Neben den allgemeinen Faktoren auf die ABZ sollen nun auch noch mögliche Besonderheiten für die ABZ-NBQ herausgearbeitet werden.
Zunächst ist festzuhalten, dass die Personengruppe, die im Zentrum dieser Forschungsarbeit steht, allein durch ihre Zugehörigkeit zur Generation Y möglicherweise andere Ansprüche und Vorstellungen bezüglich des eigenen Berufes pflegt.
Unter der Generation Y versteht man in der Literatur vorrangig die Gesamtheit die Personen, die zwischen 1980 und 2000 geboren sind und sich aufgrund ihrer Werte und Lebensvorstellung maßgeblich von der vorhergehenden Generation unterscheiden. (Cekada, 2012)
Bezüglich ihrer Prioritäten hinsichtlich der Berufswahl wird die Generation Y vor allem mit der Favorisierung von inhaltlich interessanten und abwechslungsreichen Jobs in Verbindung gebracht, die daneben sehr gute Arbeitsbedingungen bieten und als sicher gelten. (Parry, Strohmeier, Guillot-Soulez & Soulez, 2014; Einramhof-Florian, 2017)
Das gesellschaftliche Ansehen der Arbeit ist den Ypsilonern dabei nicht so wichtig wie der älteren Generation. Sie achten dagegen stärker darauf, sich mit den Werten des jeweiligen Unternehmens oder der jeweiligen Branche identifizieren zu können. Den Themen Nachhaltigkeit und Ökologie messen sie dabei eine besonders hohe Bedeutung zu. (Einramhof-Florian, 2017; Parry et al., 2014)
Daneben favorisiert die Generation Y im Vergleich zu anderen Generationen eher solche Jobs, die eine gute Work-Life-Balance ermöglichen. Oftmals sind das Berufe, die ortsunabhängiges Arbeiten und eine flexible Zeiteinteilung vorsehen. (Ciarniene & Vienazindiene, 2018)
Die Generation Y schätzt daran den positiven Effekt auf das Wohlbefinden und die Gesundheit, die eigene Leistungsfähigkeit und damit auch die eigenen Arbeitsergebnisse. Im Gegensatz dazu bringen andere Generationen mit diesen Möglichkeiten vor allem zeit- und geldwerte Ersparnisse in Verbindung. (Ciarniene & Vienazindiene, 2018)

(Einträge zur Umrissannotation von Bildern)
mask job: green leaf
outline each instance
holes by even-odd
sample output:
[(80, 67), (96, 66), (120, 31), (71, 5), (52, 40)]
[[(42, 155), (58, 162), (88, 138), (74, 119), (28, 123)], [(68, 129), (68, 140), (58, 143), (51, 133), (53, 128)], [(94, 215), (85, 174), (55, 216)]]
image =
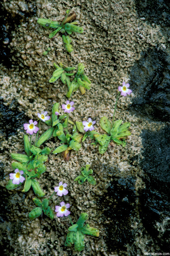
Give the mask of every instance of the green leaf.
[(73, 51), (72, 48), (72, 45), (71, 44), (71, 40), (69, 35), (63, 35), (62, 36), (63, 40), (65, 45), (65, 47), (68, 53), (71, 53)]
[(24, 191), (23, 192), (27, 192), (27, 191), (28, 191), (28, 190), (29, 190), (31, 186), (31, 179), (30, 179), (29, 180), (28, 180), (28, 179), (27, 179), (27, 180), (25, 182), (24, 184), (24, 187), (23, 189)]
[(85, 132), (85, 131), (84, 129), (84, 126), (82, 122), (75, 122), (75, 124), (76, 125), (77, 129), (80, 132), (82, 132), (83, 133)]
[(58, 75), (57, 76), (54, 76), (53, 75), (52, 77), (51, 77), (49, 80), (49, 83), (54, 83), (60, 77), (60, 75)]
[(118, 128), (118, 131), (125, 131), (131, 126), (131, 123), (129, 122), (126, 122), (119, 126)]
[(118, 128), (122, 123), (121, 119), (116, 120), (114, 122), (113, 126), (111, 131), (111, 134), (113, 136), (118, 131)]
[(74, 181), (78, 181), (78, 183), (81, 185), (84, 182), (86, 177), (83, 175), (79, 175), (74, 180)]
[(74, 231), (75, 232), (77, 230), (77, 228), (79, 227), (77, 224), (74, 224), (71, 227), (69, 227), (68, 228), (69, 231)]
[(75, 232), (73, 238), (74, 242), (74, 250), (75, 251), (81, 252), (84, 250), (85, 247), (84, 236), (80, 231), (77, 231)]
[(40, 199), (37, 197), (34, 197), (32, 200), (36, 206), (39, 206), (40, 207), (42, 206), (42, 202)]
[(61, 26), (57, 22), (53, 21), (49, 19), (38, 19), (37, 23), (44, 28), (57, 28)]
[(96, 185), (96, 182), (95, 179), (91, 175), (87, 177), (87, 179), (89, 183), (91, 184), (92, 185)]
[(31, 152), (30, 151), (30, 142), (28, 135), (25, 134), (24, 136), (24, 148), (25, 152), (28, 156), (30, 156)]
[(82, 79), (83, 81), (84, 81), (87, 82), (88, 84), (91, 84), (91, 81), (89, 80), (87, 75), (82, 75)]
[(52, 118), (50, 117), (49, 120), (47, 120), (44, 123), (49, 126), (51, 126), (52, 125)]
[(90, 89), (91, 87), (90, 85), (87, 82), (82, 81), (80, 78), (79, 78), (79, 77), (77, 78), (77, 81), (78, 84), (80, 84), (82, 86), (84, 87), (85, 88), (87, 89), (88, 90), (89, 90)]
[(45, 147), (41, 151), (42, 155), (48, 155), (51, 153), (51, 150), (49, 147)]
[(36, 195), (39, 197), (44, 197), (45, 193), (41, 189), (38, 181), (35, 179), (31, 179), (31, 186), (34, 191)]
[(71, 246), (71, 245), (74, 243), (73, 239), (74, 236), (74, 233), (75, 232), (73, 231), (69, 231), (68, 232), (67, 235), (66, 241), (64, 243), (64, 245), (65, 246), (67, 246), (70, 247)]
[(95, 228), (90, 227), (90, 225), (88, 224), (87, 224), (85, 228), (83, 228), (81, 231), (84, 234), (90, 235), (97, 237), (99, 236), (99, 230)]
[(126, 144), (126, 142), (125, 140), (122, 140), (122, 146), (123, 147), (124, 147)]
[(57, 154), (58, 153), (60, 153), (61, 152), (63, 152), (66, 150), (68, 147), (68, 145), (63, 144), (57, 147), (52, 153), (54, 154)]
[(67, 31), (71, 31), (72, 32), (82, 33), (83, 32), (83, 28), (81, 27), (78, 27), (73, 25), (70, 23), (66, 23), (64, 25), (64, 28)]
[(66, 67), (64, 69), (66, 71), (71, 71), (71, 70), (74, 70), (74, 69), (75, 69), (75, 67)]
[(97, 140), (101, 146), (103, 146), (108, 141), (110, 140), (111, 136), (108, 136), (106, 134), (100, 135), (97, 138)]
[(82, 139), (83, 137), (83, 135), (80, 134), (78, 134), (77, 132), (75, 133), (71, 137), (71, 139), (73, 139), (76, 141), (80, 143), (81, 142)]
[(41, 207), (36, 207), (34, 208), (28, 214), (29, 218), (33, 220), (40, 216), (42, 212), (42, 209)]
[(103, 116), (101, 118), (100, 121), (100, 124), (102, 129), (108, 134), (110, 134), (112, 129), (112, 124), (106, 116)]
[(17, 187), (19, 187), (23, 184), (23, 182), (20, 182), (19, 184), (13, 184), (12, 183), (12, 180), (10, 180), (6, 185), (5, 187), (6, 189), (8, 189), (8, 190), (12, 190), (12, 189), (14, 189)]
[(21, 163), (27, 162), (30, 160), (29, 157), (27, 155), (12, 153), (11, 154), (11, 155), (13, 159), (15, 159), (15, 160), (17, 160)]
[(44, 209), (47, 209), (49, 204), (49, 201), (47, 198), (44, 198), (42, 203), (42, 205)]
[(81, 147), (81, 144), (73, 139), (71, 140), (69, 144), (70, 147), (73, 150), (78, 151)]
[(35, 147), (34, 146), (32, 146), (32, 147), (30, 149), (30, 151), (34, 155), (39, 155), (41, 152), (41, 150), (39, 147)]
[(86, 132), (84, 136), (83, 137), (83, 139), (82, 139), (82, 142), (83, 142), (83, 141), (84, 141), (87, 138), (87, 136), (88, 136), (88, 132)]
[(60, 103), (59, 102), (55, 102), (53, 104), (52, 108), (52, 120), (53, 122), (55, 121), (55, 119), (54, 119), (54, 117), (57, 119), (57, 116), (55, 114), (55, 112), (58, 112), (59, 108), (60, 106)]
[(76, 222), (76, 224), (79, 225), (79, 228), (82, 228), (84, 224), (86, 219), (88, 218), (88, 214), (86, 212), (82, 212), (80, 215), (79, 219)]
[(106, 151), (110, 141), (110, 140), (108, 140), (103, 146), (101, 146), (101, 145), (100, 145), (99, 146), (99, 153), (100, 154), (103, 154)]
[(54, 217), (53, 211), (50, 206), (48, 206), (47, 209), (44, 210), (44, 212), (46, 215), (49, 217), (51, 220), (52, 220)]
[(118, 143), (118, 144), (121, 144), (122, 143), (122, 141), (121, 141), (121, 140), (119, 140), (118, 139), (117, 139), (116, 138), (113, 138), (113, 140), (115, 142)]
[(91, 131), (89, 132), (88, 136), (89, 136), (90, 139), (96, 139), (94, 136), (94, 135), (95, 134), (97, 135), (98, 134), (99, 135), (100, 135), (99, 133), (95, 131)]
[(56, 34), (57, 32), (60, 31), (60, 30), (61, 30), (62, 28), (62, 27), (59, 27), (58, 28), (57, 28), (56, 30), (53, 31), (51, 33), (50, 33), (49, 35), (49, 38), (52, 38), (52, 37), (54, 37), (55, 34)]
[(68, 88), (67, 94), (66, 95), (66, 97), (67, 98), (70, 98), (71, 97), (71, 94), (73, 91), (73, 89), (74, 89), (74, 85), (75, 83), (76, 82), (74, 80), (73, 80), (71, 83), (71, 84)]
[(55, 125), (58, 124), (60, 123), (60, 120), (59, 119), (56, 119), (55, 121), (53, 123), (53, 126), (54, 126)]
[(126, 137), (126, 136), (129, 136), (131, 135), (131, 132), (129, 131), (125, 131), (118, 132), (115, 134), (114, 137), (116, 138), (121, 138), (123, 137)]
[(60, 79), (64, 84), (66, 84), (66, 75), (65, 73), (64, 72), (62, 73), (60, 77)]
[(27, 170), (26, 168), (24, 167), (21, 163), (19, 163), (18, 162), (13, 162), (12, 163), (11, 165), (14, 170), (18, 169), (20, 171), (20, 170), (24, 171)]
[(54, 128), (51, 127), (42, 134), (37, 142), (36, 146), (39, 147), (45, 141), (50, 138), (54, 130)]

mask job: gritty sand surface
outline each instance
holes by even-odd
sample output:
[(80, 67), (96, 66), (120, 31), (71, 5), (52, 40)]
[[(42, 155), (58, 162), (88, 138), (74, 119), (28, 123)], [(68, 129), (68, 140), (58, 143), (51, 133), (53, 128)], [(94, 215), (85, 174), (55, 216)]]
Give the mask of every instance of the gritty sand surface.
[[(14, 16), (19, 10), (27, 12), (31, 5), (36, 10), (36, 15), (23, 19), (20, 26), (16, 26), (10, 44), (15, 65), (9, 70), (2, 67), (0, 72), (0, 94), (4, 104), (9, 106), (14, 100), (16, 100), (19, 110), (24, 112), (28, 121), (35, 120), (37, 113), (45, 110), (51, 115), (54, 103), (59, 102), (61, 105), (66, 100), (67, 86), (59, 80), (54, 83), (48, 82), (54, 70), (53, 63), (62, 61), (66, 66), (73, 66), (82, 62), (85, 66), (85, 73), (91, 81), (91, 87), (83, 96), (79, 91), (72, 95), (71, 99), (74, 102), (75, 110), (70, 114), (70, 118), (73, 122), (81, 121), (91, 117), (96, 121), (96, 130), (102, 132), (100, 119), (105, 116), (112, 120), (118, 87), (123, 81), (128, 82), (131, 68), (140, 57), (141, 52), (158, 42), (160, 47), (167, 45), (167, 39), (162, 35), (158, 26), (152, 26), (138, 17), (133, 0), (36, 0), (29, 2), (14, 0), (4, 1), (3, 4)], [(75, 12), (78, 24), (84, 30), (83, 34), (71, 35), (74, 51), (71, 54), (66, 52), (60, 35), (49, 39), (50, 30), (37, 23), (38, 18), (60, 21), (69, 9)], [(51, 51), (44, 56), (43, 52), (49, 47)], [(122, 118), (123, 122), (131, 124), (132, 135), (128, 137), (124, 148), (111, 143), (106, 153), (101, 155), (98, 146), (94, 148), (88, 139), (82, 143), (78, 152), (72, 153), (69, 162), (66, 162), (61, 154), (50, 154), (47, 171), (39, 180), (47, 197), (59, 181), (67, 183), (69, 193), (64, 200), (72, 205), (70, 210), (73, 222), (76, 221), (81, 212), (86, 212), (89, 215), (88, 223), (100, 230), (99, 237), (86, 236), (85, 250), (81, 253), (75, 252), (73, 247), (64, 246), (69, 226), (67, 218), (55, 216), (52, 222), (44, 216), (29, 220), (28, 212), (34, 207), (32, 200), (34, 193), (31, 190), (23, 197), (20, 187), (7, 191), (11, 200), (11, 208), (7, 214), (8, 221), (1, 224), (2, 230), (6, 232), (7, 244), (13, 248), (9, 256), (131, 255), (130, 247), (126, 252), (108, 251), (105, 223), (101, 217), (103, 209), (98, 207), (97, 201), (99, 197), (107, 192), (113, 181), (108, 167), (113, 169), (116, 176), (130, 175), (136, 178), (137, 193), (139, 187), (144, 187), (141, 178), (142, 170), (131, 165), (128, 159), (141, 152), (142, 145), (139, 136), (143, 128), (157, 130), (163, 124), (141, 119), (128, 111), (128, 105), (135, 94), (135, 88), (133, 88), (130, 96), (120, 97), (116, 113), (116, 119)], [(63, 113), (61, 106), (60, 111)], [(40, 134), (47, 128), (46, 125), (42, 126)], [(1, 149), (4, 151), (4, 154), (1, 157), (5, 174), (1, 185), (4, 187), (12, 170), (10, 153), (24, 151), (23, 127), (18, 127), (17, 131), (7, 140), (3, 137), (1, 138)], [(46, 145), (55, 148), (59, 145), (59, 141), (56, 139), (55, 143), (47, 142)], [(81, 167), (87, 163), (94, 170), (97, 182), (94, 187), (87, 185), (87, 183), (80, 186), (73, 182), (80, 174)], [(109, 203), (109, 195), (108, 196)], [(54, 196), (51, 204), (53, 209), (61, 201), (60, 198)], [(134, 243), (139, 255), (148, 250), (147, 243), (151, 239), (149, 235), (143, 236), (138, 233), (138, 227), (141, 225), (139, 218), (134, 220), (133, 228), (136, 233)], [(16, 233), (14, 231), (15, 228), (18, 230)]]

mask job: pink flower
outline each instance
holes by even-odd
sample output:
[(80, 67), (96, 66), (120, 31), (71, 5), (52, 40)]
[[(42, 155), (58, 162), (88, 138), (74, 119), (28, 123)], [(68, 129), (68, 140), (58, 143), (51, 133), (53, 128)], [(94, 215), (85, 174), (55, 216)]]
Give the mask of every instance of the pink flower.
[(19, 184), (20, 182), (23, 182), (25, 180), (25, 178), (21, 176), (23, 174), (23, 171), (19, 171), (18, 169), (15, 169), (15, 173), (10, 173), (10, 179), (13, 180), (12, 183), (13, 184)]
[(127, 94), (130, 94), (132, 91), (130, 89), (128, 89), (129, 87), (129, 84), (125, 84), (124, 82), (123, 82), (122, 86), (119, 86), (118, 89), (119, 91), (121, 91), (121, 95), (122, 96), (126, 96)]
[(70, 113), (74, 110), (75, 108), (72, 106), (74, 105), (74, 102), (71, 101), (70, 103), (69, 100), (67, 100), (66, 102), (66, 105), (63, 104), (62, 105), (62, 108), (64, 109), (65, 112), (67, 112), (67, 113)]
[(40, 119), (43, 121), (44, 122), (45, 122), (46, 121), (49, 120), (50, 118), (50, 116), (46, 116), (46, 115), (48, 113), (48, 112), (47, 112), (47, 111), (42, 111), (41, 113), (41, 114), (37, 113), (37, 115)]
[(83, 121), (82, 122), (82, 124), (84, 126), (84, 129), (86, 131), (89, 130), (90, 131), (92, 131), (94, 130), (95, 128), (93, 126), (93, 125), (94, 125), (96, 124), (96, 121), (91, 121), (91, 119), (90, 117), (88, 119), (88, 122), (86, 122), (86, 121)]
[(32, 120), (31, 119), (29, 121), (29, 124), (24, 124), (23, 125), (24, 126), (24, 129), (25, 130), (27, 130), (26, 132), (28, 133), (30, 133), (31, 135), (33, 134), (33, 132), (35, 132), (35, 133), (36, 133), (38, 130), (39, 128), (35, 126), (37, 125), (37, 122), (36, 121), (34, 121), (34, 123)]
[(61, 197), (63, 195), (65, 195), (68, 194), (68, 192), (67, 190), (64, 188), (67, 186), (66, 183), (64, 183), (63, 184), (63, 182), (61, 181), (59, 182), (59, 186), (58, 187), (55, 187), (54, 188), (54, 191), (57, 192), (57, 194), (58, 196)]
[(64, 215), (65, 216), (68, 216), (70, 214), (70, 212), (67, 210), (67, 208), (70, 207), (70, 204), (66, 203), (65, 204), (64, 202), (62, 202), (60, 203), (61, 206), (56, 205), (55, 207), (55, 211), (57, 212), (56, 214), (57, 217), (63, 217)]

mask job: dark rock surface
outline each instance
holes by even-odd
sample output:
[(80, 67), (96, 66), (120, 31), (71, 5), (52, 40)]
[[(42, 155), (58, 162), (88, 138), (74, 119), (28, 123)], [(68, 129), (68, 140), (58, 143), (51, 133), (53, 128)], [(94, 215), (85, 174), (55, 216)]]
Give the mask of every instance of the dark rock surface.
[(157, 47), (143, 52), (131, 69), (130, 84), (136, 97), (131, 108), (151, 119), (169, 121), (170, 114), (169, 58)]
[[(134, 243), (134, 231), (131, 226), (135, 214), (135, 182), (133, 177), (115, 177), (106, 194), (100, 198), (99, 204), (103, 209), (106, 241), (111, 251), (126, 250), (127, 244), (131, 246)], [(135, 246), (131, 255), (136, 254), (135, 249)]]
[(167, 252), (170, 242), (170, 129), (143, 131), (141, 166), (146, 188), (140, 192), (140, 216), (160, 252)]

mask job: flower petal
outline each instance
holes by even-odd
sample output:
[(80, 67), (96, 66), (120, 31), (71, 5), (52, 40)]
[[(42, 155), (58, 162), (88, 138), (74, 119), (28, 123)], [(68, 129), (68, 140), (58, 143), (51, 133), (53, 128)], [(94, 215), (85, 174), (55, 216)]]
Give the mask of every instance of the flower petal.
[(69, 203), (66, 203), (65, 206), (66, 207), (66, 209), (68, 209), (68, 208), (70, 208), (70, 206)]
[(58, 186), (55, 187), (54, 188), (54, 191), (55, 192), (57, 192), (59, 189), (59, 187)]
[(70, 212), (69, 211), (67, 211), (67, 212), (65, 212), (64, 213), (64, 215), (67, 217), (67, 216), (68, 216), (69, 214), (70, 214)]
[(85, 126), (86, 126), (88, 125), (88, 122), (86, 122), (86, 121), (83, 121), (82, 123)]
[(68, 191), (65, 188), (63, 188), (62, 192), (63, 194), (65, 196), (67, 195), (68, 193)]
[(74, 101), (71, 101), (70, 103), (70, 106), (73, 106), (74, 104)]
[(59, 206), (59, 205), (56, 205), (56, 206), (55, 207), (55, 211), (56, 212), (59, 212), (59, 211), (60, 211), (61, 209), (62, 208), (61, 206)]
[(46, 116), (46, 115), (48, 114), (48, 112), (47, 112), (47, 111), (45, 111), (45, 112), (44, 113), (44, 116)]
[(119, 91), (122, 91), (122, 86), (119, 86), (118, 87), (118, 89)]
[(60, 190), (60, 189), (58, 189), (58, 191), (57, 193), (57, 196), (59, 196), (60, 197), (62, 197), (63, 196), (63, 191), (62, 190)]
[(61, 207), (64, 206), (65, 205), (65, 203), (63, 201), (61, 202), (60, 203), (60, 205)]
[(87, 131), (89, 129), (89, 127), (88, 126), (85, 126), (83, 128), (83, 130), (85, 131)]

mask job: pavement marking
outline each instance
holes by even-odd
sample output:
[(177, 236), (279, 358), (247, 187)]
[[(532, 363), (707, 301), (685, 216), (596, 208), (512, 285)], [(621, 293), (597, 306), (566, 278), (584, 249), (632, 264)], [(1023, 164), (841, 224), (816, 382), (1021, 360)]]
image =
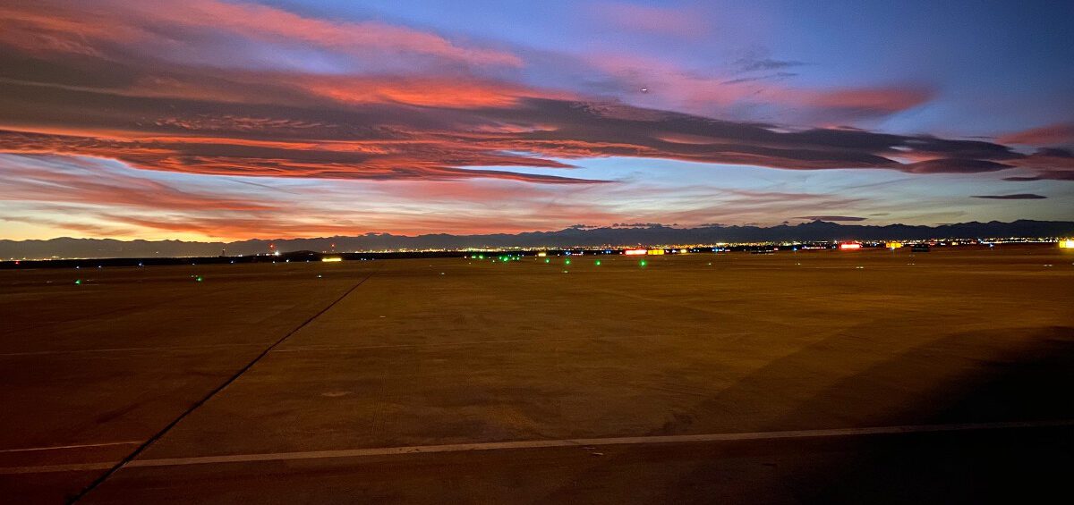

#### [Zu bearbeitende Aufgaben]
[1] Geben Sie aus dem Text über die Generation Y den Abschnitt wortgetreu wieder. Beginnen Sie bei den Worten "Neben den allgemeinen", und hören Sie nach den Worten "eigenen Berufes pflegt." auf.
[2] Schreiben Sie aus den Datenzeilen die Zeilen unverändert heraus. Beginnen Sie bei der Zeile mit "mask job: gritty sand surface", und hören Sie nach der Zeile mit "Give the mask of every instance of the gritty" auf.

#### [Lösungen nach Aufgaben]
[1]
Neben den allgemeinen Faktoren auf die ABZ sollen nun auch noch mögliche Besonderheiten für die ABZ-NBQ herausgearbeitet werden.
Zunächst ist festzuhalten, dass die Personengruppe, die im Zentrum dieser Forschungsarbeit steht, allein durch ihre Zugehörigkeit zur Generation Y möglicherweise andere Ansprüche und Vorstellungen bezüglich des eigenen Berufes pflegt.

[2]
mask job: gritty sand surface
outline each instance
holes by even-odd
sample output:
[(80, 67), (96, 66), (120, 31), (71, 5), (52, 40)]
[[(42, 155), (58, 162), (88, 138), (74, 119), (28, 123)], [(68, 129), (68, 140), (58, 143), (51, 133), (53, 128)], [(94, 215), (85, 174), (55, 216)]]
Give the mask of every instance of the gritty sand surface.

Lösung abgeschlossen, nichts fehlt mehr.